--- Supplied information Enclosed Below ---
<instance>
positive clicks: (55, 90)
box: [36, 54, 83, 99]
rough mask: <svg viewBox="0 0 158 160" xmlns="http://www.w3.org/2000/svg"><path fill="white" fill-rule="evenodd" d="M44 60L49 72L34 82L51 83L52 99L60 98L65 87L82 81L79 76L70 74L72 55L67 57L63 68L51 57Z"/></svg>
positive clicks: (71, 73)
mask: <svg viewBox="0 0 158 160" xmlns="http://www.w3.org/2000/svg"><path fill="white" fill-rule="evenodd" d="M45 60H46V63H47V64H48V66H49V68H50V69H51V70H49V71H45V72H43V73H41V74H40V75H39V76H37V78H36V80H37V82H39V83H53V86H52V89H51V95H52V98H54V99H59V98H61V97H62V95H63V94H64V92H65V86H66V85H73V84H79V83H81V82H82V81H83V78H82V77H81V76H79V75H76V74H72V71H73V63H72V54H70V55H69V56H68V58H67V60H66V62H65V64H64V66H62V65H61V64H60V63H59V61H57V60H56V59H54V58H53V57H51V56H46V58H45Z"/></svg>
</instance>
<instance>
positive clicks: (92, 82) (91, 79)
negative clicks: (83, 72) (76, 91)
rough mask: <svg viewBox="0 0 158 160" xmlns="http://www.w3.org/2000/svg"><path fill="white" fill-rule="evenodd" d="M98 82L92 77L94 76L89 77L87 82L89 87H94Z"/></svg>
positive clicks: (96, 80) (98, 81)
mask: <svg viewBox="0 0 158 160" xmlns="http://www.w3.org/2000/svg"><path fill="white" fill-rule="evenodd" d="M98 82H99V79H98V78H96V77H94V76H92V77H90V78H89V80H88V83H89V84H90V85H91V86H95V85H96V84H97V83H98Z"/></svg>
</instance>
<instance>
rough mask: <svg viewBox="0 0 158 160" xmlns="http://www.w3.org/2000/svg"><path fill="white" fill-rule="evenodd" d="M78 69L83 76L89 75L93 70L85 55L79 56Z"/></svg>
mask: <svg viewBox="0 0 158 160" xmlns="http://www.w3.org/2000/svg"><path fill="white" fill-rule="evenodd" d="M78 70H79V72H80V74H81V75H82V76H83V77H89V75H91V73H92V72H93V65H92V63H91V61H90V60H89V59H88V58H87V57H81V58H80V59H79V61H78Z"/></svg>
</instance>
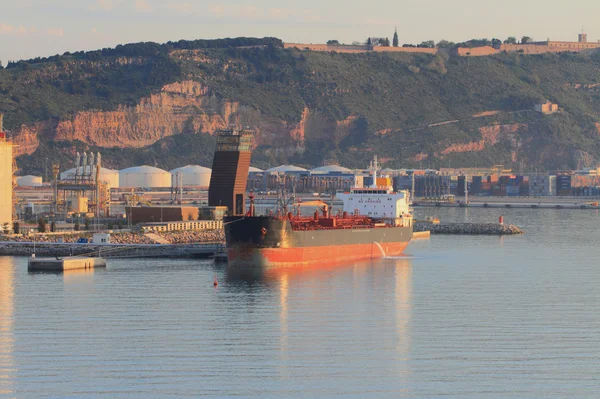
--- End of Enclosed Supplied information ---
__What needs to be done__
Your copy should hold every entry exactly as written, but none of the pictures.

__Response area__
<instance>
positive clicks: (55, 90)
box: [36, 54, 83, 99]
rough mask: <svg viewBox="0 0 158 160" xmlns="http://www.w3.org/2000/svg"><path fill="white" fill-rule="evenodd" d="M44 60L49 72L34 82L51 83L52 99L60 98L65 87L82 81L79 76L70 74L72 55L67 57L63 68L51 57Z"/></svg>
positive clicks: (71, 73)
mask: <svg viewBox="0 0 158 160" xmlns="http://www.w3.org/2000/svg"><path fill="white" fill-rule="evenodd" d="M45 60H46V63H47V64H48V66H49V68H50V69H51V70H49V71H45V72H43V73H41V74H40V75H39V76H37V78H36V80H37V82H39V83H53V86H52V89H51V95H52V98H54V99H59V98H61V97H62V95H63V94H64V92H65V86H66V85H73V84H79V83H81V82H82V81H83V78H82V77H81V76H79V75H76V74H72V71H73V63H72V54H70V55H69V56H68V58H67V60H66V62H65V64H64V66H62V65H61V64H60V63H59V61H57V60H56V59H54V58H53V57H51V56H46V58H45Z"/></svg>
</instance>
<instance>
positive clicks: (92, 82) (91, 79)
negative clicks: (83, 72) (76, 91)
rough mask: <svg viewBox="0 0 158 160" xmlns="http://www.w3.org/2000/svg"><path fill="white" fill-rule="evenodd" d="M98 82L92 77L94 76L89 77L87 82L89 87H94Z"/></svg>
positive clicks: (96, 80) (98, 81)
mask: <svg viewBox="0 0 158 160" xmlns="http://www.w3.org/2000/svg"><path fill="white" fill-rule="evenodd" d="M98 82H99V79H98V78H96V77H94V76H92V77H90V78H89V80H88V83H89V84H90V85H91V86H95V85H96V84H97V83H98Z"/></svg>
</instance>
<instance>
rough mask: <svg viewBox="0 0 158 160" xmlns="http://www.w3.org/2000/svg"><path fill="white" fill-rule="evenodd" d="M78 69L83 76L89 75L93 70L85 55L79 56Z"/></svg>
mask: <svg viewBox="0 0 158 160" xmlns="http://www.w3.org/2000/svg"><path fill="white" fill-rule="evenodd" d="M78 70H79V72H80V74H81V75H82V76H83V77H89V75H91V73H92V72H93V65H92V63H91V61H90V60H89V59H88V58H87V57H81V58H80V59H79V61H78Z"/></svg>
</instance>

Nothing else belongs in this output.